_TASK DETAILS:_ Examine each line of the data. Copy the line if it includes the word "rear".

"""

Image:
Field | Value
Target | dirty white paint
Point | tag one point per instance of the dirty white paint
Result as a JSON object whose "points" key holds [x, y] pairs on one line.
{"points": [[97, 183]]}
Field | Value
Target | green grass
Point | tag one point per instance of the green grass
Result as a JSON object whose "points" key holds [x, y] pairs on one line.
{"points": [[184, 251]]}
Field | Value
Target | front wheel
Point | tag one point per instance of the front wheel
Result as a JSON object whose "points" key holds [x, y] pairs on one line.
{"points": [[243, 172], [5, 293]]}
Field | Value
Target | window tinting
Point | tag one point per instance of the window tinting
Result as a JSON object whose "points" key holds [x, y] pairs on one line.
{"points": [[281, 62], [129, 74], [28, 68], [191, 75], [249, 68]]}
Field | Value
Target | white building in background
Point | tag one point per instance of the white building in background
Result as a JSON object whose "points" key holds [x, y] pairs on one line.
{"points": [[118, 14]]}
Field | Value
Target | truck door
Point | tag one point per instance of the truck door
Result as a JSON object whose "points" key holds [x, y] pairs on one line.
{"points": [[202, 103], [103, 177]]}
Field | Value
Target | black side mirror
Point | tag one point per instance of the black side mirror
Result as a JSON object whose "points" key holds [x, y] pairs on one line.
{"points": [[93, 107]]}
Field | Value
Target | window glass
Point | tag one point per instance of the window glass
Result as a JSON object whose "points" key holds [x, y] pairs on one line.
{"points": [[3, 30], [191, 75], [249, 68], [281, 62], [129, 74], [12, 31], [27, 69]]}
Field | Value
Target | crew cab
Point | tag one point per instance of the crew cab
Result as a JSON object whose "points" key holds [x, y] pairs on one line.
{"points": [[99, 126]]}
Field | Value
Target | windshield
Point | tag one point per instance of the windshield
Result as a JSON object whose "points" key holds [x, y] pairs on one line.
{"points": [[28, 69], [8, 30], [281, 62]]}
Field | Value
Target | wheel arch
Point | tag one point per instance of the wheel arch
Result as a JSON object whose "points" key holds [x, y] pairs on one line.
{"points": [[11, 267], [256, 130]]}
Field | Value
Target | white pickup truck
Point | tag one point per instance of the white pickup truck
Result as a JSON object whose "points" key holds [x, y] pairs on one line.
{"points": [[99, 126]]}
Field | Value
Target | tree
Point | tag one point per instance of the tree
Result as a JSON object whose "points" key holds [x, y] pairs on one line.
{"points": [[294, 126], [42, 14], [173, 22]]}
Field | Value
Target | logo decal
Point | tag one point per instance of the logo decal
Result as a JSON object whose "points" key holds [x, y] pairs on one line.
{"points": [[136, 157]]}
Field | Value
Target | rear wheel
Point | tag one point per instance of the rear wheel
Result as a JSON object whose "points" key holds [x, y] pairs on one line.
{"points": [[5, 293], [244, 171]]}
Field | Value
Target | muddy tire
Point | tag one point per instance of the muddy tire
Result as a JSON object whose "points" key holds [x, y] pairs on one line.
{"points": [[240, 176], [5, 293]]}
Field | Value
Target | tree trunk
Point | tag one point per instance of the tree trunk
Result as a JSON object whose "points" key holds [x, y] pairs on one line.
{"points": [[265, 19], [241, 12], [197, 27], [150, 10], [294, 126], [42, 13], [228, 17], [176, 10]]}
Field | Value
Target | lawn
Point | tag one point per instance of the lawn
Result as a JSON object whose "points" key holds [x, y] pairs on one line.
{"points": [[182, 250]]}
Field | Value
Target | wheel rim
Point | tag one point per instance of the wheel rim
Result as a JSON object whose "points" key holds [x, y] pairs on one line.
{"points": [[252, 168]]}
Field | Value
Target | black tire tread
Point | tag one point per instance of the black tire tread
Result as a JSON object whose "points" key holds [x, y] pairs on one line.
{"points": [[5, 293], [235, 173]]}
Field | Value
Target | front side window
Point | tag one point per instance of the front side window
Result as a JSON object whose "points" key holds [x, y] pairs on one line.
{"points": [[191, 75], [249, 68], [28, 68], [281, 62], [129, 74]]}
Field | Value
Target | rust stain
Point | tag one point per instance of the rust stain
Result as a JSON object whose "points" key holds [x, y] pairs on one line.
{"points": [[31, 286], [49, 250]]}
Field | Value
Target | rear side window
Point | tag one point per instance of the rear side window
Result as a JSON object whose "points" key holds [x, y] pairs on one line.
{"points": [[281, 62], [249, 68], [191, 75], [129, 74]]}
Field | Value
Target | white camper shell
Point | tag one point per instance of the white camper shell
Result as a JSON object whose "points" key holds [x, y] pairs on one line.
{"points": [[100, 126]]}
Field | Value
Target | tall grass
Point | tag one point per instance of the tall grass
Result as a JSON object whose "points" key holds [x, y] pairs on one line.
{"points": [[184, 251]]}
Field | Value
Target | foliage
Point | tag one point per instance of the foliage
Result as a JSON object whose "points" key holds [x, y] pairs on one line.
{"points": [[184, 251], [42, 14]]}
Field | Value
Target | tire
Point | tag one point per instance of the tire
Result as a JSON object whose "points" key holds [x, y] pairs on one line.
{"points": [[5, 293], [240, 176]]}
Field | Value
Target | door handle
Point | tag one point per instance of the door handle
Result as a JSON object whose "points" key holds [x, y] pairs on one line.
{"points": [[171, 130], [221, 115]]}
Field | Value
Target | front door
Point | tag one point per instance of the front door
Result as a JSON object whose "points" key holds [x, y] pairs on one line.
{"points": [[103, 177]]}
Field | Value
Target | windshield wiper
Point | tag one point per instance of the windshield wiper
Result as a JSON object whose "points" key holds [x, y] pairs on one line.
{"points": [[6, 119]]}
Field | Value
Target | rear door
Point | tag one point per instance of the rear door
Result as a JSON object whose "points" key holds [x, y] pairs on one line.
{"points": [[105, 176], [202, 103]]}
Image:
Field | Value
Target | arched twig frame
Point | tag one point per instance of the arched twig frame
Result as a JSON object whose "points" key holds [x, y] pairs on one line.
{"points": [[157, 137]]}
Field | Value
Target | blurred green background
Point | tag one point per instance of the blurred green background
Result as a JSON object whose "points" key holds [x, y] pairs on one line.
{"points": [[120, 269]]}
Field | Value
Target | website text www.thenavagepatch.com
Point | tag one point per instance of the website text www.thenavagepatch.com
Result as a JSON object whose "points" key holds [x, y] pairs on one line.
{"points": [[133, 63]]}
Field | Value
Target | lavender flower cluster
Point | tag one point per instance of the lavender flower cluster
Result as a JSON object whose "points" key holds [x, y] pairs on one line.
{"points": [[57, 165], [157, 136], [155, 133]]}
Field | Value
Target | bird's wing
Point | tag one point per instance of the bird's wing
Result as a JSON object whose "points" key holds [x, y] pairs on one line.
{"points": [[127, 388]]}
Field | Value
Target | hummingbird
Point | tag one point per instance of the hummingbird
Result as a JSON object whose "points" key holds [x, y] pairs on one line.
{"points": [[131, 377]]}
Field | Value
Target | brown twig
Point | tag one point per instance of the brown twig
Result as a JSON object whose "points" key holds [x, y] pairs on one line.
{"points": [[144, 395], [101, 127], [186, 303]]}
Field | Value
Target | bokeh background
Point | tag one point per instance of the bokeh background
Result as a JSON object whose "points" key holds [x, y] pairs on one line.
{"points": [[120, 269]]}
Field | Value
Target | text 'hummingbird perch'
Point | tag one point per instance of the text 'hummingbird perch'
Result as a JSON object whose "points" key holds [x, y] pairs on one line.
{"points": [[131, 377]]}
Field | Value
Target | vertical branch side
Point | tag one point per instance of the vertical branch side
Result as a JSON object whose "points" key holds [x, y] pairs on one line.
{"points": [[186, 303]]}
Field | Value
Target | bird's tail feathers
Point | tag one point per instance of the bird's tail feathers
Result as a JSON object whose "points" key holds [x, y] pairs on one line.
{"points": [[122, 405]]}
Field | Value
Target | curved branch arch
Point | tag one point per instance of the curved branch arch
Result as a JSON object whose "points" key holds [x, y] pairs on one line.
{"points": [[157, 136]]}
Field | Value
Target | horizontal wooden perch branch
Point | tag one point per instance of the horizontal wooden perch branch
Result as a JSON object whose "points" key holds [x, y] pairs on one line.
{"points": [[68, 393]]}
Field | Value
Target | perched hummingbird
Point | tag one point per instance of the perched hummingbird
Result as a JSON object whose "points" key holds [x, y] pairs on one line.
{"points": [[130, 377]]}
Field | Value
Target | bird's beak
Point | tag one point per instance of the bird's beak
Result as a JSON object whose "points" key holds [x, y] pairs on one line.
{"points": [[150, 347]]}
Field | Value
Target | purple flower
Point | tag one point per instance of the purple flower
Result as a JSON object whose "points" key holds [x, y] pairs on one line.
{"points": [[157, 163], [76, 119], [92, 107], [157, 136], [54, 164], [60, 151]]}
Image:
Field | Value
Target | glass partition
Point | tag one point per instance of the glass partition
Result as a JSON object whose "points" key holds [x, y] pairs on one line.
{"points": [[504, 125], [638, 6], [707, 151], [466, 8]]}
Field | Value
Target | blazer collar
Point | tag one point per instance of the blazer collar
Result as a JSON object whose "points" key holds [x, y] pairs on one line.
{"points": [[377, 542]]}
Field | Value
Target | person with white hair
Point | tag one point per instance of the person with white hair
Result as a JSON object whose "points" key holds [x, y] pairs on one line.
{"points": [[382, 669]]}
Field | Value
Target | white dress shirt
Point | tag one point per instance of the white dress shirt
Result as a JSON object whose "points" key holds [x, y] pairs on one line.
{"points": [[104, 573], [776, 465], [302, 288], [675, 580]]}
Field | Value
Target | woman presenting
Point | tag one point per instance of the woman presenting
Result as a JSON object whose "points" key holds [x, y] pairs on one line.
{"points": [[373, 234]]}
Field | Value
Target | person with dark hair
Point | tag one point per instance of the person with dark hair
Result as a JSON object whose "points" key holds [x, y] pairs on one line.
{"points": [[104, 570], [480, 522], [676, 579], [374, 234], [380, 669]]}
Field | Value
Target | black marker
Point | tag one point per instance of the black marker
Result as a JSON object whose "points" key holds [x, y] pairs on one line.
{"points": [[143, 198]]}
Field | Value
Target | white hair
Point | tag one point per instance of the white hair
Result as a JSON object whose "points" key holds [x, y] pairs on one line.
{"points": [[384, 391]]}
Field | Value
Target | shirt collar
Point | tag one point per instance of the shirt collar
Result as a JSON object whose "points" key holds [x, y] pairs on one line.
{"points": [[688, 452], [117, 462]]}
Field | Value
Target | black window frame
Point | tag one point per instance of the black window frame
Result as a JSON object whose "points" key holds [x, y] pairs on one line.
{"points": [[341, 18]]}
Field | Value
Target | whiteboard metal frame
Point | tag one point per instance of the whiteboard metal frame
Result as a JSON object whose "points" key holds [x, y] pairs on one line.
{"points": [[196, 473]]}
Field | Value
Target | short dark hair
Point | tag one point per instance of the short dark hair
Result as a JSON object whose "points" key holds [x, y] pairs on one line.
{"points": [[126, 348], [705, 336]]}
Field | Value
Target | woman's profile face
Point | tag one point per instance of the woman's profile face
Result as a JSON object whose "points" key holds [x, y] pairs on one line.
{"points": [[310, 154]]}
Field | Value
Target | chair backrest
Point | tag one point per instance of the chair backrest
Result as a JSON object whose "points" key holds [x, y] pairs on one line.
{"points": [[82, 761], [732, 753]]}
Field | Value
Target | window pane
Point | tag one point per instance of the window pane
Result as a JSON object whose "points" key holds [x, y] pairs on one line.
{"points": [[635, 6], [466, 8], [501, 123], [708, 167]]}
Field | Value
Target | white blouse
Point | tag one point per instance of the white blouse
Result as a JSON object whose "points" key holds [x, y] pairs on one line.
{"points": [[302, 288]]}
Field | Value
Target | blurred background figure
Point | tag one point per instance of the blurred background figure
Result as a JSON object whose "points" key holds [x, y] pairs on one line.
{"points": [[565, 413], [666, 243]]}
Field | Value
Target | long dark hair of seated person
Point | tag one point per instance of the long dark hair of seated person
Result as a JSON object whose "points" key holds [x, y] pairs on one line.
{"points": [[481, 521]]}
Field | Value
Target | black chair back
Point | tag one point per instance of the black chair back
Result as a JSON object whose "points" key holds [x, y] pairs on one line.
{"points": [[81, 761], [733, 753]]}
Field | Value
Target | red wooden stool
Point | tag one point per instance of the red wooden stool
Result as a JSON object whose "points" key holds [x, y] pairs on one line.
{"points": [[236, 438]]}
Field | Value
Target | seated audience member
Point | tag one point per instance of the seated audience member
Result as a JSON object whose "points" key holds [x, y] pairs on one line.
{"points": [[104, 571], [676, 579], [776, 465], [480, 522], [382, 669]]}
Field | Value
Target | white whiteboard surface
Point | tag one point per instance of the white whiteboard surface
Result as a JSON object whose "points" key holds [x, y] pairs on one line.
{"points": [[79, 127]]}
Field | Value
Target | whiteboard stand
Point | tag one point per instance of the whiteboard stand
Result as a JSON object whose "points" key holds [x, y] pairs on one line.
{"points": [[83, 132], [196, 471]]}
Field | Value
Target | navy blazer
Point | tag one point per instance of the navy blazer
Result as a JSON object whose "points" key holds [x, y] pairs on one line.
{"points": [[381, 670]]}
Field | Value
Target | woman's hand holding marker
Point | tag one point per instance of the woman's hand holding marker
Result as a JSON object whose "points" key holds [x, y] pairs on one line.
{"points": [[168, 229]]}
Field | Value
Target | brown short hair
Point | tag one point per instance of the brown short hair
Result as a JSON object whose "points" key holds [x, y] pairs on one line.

"""

_WRITTEN ANSWER:_
Target | rear wheel
Point | tag one point per instance of the rear wheel
Target | rear side window
Point | tag one point per instance of the rear side window
Target | rear door
Point | tag one point per instance of the rear door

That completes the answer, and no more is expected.